Some records:
"""

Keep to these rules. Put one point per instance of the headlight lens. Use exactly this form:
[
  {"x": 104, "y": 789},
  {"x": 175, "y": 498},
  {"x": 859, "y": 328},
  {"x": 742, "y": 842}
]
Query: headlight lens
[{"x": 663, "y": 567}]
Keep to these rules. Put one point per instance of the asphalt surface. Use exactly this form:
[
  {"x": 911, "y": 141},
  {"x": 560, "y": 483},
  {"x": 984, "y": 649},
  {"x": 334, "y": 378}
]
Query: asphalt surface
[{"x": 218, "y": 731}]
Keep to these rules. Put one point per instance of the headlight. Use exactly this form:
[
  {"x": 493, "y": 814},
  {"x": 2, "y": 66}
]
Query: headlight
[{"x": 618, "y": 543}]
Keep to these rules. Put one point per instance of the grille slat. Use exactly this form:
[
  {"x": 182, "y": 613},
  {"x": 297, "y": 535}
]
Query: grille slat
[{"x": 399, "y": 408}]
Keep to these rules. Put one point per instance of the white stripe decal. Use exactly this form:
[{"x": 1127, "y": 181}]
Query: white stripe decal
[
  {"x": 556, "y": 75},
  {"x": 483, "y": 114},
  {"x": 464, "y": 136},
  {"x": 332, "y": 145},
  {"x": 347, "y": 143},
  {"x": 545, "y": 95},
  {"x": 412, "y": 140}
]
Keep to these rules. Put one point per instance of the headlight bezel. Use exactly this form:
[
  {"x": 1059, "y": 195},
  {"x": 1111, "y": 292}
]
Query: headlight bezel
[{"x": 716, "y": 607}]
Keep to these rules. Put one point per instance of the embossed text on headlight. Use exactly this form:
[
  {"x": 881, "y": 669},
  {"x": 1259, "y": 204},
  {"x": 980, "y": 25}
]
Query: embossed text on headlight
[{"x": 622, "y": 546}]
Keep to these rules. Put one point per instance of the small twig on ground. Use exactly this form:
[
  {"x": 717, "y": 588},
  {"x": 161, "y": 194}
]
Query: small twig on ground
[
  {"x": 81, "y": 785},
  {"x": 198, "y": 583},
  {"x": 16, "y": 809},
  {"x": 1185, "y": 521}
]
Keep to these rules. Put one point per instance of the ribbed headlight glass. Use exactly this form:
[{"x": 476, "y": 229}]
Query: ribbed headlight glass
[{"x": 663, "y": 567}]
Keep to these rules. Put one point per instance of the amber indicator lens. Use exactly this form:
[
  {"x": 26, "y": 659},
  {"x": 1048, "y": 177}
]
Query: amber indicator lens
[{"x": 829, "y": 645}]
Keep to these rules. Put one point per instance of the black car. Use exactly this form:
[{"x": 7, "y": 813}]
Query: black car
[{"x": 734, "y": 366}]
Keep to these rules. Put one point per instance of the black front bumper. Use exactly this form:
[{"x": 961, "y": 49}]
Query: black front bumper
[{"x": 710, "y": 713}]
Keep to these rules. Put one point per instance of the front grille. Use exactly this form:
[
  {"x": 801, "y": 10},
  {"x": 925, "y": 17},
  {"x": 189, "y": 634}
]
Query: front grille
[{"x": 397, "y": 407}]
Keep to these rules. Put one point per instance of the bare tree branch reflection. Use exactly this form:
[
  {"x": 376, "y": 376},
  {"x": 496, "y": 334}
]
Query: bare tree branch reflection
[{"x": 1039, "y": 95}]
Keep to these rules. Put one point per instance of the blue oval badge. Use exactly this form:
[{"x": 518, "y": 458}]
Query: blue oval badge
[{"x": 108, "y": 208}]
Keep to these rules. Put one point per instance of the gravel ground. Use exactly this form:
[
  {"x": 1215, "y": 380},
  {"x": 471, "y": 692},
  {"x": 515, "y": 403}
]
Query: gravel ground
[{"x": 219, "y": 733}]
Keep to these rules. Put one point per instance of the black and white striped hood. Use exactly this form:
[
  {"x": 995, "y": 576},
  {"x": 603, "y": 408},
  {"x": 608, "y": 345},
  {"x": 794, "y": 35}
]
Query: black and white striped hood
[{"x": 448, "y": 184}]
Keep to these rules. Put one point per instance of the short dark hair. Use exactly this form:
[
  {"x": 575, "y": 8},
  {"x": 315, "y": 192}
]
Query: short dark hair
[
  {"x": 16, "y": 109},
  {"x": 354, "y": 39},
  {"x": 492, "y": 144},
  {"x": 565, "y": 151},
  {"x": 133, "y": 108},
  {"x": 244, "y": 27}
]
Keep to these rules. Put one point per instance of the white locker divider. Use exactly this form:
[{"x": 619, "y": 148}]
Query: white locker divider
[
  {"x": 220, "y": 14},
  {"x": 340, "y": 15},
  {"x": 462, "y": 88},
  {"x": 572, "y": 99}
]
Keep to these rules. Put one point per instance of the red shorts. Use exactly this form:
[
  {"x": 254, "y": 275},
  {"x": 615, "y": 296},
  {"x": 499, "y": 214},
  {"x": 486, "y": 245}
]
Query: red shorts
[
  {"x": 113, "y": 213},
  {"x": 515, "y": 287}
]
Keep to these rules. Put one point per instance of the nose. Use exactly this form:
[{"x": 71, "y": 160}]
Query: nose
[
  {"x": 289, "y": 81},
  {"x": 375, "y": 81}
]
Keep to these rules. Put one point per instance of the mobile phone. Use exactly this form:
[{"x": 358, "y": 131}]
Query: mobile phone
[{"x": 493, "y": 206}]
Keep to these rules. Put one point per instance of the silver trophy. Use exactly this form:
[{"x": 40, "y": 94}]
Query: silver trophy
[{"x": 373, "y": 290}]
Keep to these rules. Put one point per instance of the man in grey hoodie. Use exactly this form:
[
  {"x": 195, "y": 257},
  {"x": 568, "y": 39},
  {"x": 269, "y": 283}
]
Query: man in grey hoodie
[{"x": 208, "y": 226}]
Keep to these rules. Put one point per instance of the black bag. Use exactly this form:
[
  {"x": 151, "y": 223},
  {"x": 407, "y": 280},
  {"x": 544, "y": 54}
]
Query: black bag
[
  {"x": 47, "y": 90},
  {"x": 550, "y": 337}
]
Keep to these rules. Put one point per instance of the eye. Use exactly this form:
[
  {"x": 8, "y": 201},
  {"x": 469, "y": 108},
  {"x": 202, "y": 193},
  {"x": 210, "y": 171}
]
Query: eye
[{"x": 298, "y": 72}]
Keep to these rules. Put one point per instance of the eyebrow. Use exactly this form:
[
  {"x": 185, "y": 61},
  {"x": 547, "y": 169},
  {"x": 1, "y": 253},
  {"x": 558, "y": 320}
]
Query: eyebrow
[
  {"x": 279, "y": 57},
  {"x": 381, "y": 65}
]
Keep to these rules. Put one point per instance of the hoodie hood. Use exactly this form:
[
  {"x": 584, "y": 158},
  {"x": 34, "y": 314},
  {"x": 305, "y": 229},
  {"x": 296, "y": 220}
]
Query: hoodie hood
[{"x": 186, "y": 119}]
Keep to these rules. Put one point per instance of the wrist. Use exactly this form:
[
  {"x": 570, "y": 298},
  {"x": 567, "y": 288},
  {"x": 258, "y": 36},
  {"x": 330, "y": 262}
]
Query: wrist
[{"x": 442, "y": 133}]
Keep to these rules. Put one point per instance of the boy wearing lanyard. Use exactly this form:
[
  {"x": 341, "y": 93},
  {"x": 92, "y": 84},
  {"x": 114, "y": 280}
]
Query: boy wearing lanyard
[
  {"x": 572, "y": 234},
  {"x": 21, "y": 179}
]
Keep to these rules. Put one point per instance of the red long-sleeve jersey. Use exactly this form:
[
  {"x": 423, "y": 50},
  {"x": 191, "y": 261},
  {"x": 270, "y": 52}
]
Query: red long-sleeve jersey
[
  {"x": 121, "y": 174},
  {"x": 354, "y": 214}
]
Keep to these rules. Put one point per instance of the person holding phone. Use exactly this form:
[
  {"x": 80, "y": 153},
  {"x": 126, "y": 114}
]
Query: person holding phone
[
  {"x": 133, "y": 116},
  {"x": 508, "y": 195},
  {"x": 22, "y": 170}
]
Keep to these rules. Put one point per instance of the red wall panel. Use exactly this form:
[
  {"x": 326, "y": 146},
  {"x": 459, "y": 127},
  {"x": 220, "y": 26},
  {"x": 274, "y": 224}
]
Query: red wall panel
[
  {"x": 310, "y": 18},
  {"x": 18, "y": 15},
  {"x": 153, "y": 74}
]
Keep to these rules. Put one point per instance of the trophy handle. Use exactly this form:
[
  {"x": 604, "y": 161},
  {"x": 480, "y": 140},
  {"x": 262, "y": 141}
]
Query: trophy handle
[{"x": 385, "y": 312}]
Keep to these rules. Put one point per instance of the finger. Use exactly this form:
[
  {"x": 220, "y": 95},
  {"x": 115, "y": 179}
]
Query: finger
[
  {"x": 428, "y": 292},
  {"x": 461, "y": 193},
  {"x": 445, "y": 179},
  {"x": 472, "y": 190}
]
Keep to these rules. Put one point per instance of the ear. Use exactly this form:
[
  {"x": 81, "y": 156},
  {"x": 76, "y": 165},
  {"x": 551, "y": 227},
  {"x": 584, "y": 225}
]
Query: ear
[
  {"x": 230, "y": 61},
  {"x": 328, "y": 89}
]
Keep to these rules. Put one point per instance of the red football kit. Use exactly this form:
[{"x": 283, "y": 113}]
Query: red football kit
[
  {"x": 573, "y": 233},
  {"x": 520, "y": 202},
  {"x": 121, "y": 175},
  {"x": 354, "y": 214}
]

"""
"""

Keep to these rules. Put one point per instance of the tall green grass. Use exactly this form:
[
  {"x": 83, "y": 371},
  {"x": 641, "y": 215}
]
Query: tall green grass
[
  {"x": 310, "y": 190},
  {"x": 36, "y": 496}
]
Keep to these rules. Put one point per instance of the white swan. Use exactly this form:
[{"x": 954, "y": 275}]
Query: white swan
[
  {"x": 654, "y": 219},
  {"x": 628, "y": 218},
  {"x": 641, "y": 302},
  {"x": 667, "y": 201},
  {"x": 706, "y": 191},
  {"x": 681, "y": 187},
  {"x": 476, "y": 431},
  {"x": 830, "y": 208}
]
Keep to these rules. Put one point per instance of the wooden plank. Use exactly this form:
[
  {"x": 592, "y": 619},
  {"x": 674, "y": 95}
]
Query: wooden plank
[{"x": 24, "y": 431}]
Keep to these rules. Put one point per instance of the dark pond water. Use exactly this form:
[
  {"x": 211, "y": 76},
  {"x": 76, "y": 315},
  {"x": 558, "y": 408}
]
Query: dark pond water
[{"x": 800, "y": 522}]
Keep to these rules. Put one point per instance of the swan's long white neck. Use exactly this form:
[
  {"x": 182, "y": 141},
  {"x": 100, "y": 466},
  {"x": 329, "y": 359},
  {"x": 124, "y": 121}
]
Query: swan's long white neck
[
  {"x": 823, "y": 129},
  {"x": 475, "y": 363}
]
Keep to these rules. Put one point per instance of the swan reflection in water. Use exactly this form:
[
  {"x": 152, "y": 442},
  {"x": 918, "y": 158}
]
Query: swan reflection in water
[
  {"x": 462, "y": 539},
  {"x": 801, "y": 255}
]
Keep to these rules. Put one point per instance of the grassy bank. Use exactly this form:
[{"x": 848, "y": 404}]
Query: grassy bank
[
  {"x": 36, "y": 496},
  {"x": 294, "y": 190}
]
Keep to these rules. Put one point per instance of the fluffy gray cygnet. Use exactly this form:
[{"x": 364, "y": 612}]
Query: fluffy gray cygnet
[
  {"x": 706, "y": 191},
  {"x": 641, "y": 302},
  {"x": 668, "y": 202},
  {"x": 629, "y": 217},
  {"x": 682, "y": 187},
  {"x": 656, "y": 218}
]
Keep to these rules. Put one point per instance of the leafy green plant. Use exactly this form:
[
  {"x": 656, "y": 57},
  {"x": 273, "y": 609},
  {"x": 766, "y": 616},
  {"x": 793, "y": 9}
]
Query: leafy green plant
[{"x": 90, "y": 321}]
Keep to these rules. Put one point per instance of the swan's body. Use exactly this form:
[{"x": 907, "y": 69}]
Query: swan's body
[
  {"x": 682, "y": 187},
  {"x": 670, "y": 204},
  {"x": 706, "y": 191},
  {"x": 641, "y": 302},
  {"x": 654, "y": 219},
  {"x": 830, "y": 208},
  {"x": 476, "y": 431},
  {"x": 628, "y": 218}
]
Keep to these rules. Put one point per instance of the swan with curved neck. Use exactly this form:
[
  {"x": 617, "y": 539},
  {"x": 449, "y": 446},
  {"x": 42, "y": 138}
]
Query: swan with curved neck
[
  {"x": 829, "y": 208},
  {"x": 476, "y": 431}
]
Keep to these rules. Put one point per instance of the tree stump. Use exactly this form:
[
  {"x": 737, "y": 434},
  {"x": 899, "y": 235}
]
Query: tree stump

"""

### PROBLEM DETAILS
Reproduce word for word the part of the listing from the line with "the swan with" to the line with "Query: tree stump", both of those lines included.

### RESPONSE FOR THIS EXERCISE
Keep to these rules. Put one point per instance of the swan with curved neck. Use exactly this form:
[
  {"x": 617, "y": 539},
  {"x": 449, "y": 446},
  {"x": 42, "y": 138}
]
Query: swan with curved neck
[
  {"x": 829, "y": 208},
  {"x": 476, "y": 431}
]
Keep to these rules. Put one point per instance of the tree stump. Use exactly this form:
[
  {"x": 737, "y": 434},
  {"x": 899, "y": 235}
]
Query: tree stump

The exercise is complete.